start SUPPLIED MATERIAL

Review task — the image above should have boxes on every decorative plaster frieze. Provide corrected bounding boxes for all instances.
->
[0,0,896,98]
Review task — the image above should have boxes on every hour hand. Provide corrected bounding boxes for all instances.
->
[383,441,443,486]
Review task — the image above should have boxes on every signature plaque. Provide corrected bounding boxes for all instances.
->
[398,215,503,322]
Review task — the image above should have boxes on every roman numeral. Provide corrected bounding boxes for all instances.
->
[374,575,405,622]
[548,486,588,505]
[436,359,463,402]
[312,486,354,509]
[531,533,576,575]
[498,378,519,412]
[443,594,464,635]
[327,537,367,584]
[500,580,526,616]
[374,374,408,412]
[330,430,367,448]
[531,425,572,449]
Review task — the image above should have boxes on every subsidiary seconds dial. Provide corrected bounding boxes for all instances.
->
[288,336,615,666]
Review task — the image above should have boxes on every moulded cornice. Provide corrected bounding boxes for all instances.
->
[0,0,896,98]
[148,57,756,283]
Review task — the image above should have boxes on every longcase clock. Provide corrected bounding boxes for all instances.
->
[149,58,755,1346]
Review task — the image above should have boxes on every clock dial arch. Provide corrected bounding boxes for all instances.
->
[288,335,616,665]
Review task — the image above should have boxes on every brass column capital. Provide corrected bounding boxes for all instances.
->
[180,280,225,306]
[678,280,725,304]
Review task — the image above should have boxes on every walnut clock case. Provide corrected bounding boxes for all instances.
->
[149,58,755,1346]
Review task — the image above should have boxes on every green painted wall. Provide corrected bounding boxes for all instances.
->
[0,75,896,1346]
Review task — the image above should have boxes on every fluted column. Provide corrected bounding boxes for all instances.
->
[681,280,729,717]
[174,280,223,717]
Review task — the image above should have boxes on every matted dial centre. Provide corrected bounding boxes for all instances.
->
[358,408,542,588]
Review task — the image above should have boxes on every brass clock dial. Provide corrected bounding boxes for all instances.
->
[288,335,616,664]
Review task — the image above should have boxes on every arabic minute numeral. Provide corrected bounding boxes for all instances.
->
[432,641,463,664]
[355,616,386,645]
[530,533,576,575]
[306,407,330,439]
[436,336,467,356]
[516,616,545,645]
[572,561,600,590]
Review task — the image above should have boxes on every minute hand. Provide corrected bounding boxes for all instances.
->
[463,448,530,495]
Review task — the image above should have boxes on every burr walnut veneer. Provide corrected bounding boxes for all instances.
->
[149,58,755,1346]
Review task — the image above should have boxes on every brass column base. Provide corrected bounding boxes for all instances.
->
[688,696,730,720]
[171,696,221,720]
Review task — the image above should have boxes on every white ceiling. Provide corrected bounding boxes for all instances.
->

end SUPPLIED MATERIAL

#### YOUR GOAL
Reproduce word for word everything from the line containing "column. Provide corrected bounding boxes for all instances." down to the line containing "[288,335,616,664]", with both of those lines included.

#### TASK SOLUTION
Review task — the image above should have boxes on every fluted column. Provide corrected bounding boxes for all instances.
->
[681,280,729,717]
[174,280,223,717]
Review task — the image above should have boxes on every matted dial centre. Provide corrected bounding boxes for all instances.
->
[358,408,542,588]
Review task — the image above should have boxes on every brass clock dial. Provide corrected bounding boxes for all instances.
->
[288,335,616,664]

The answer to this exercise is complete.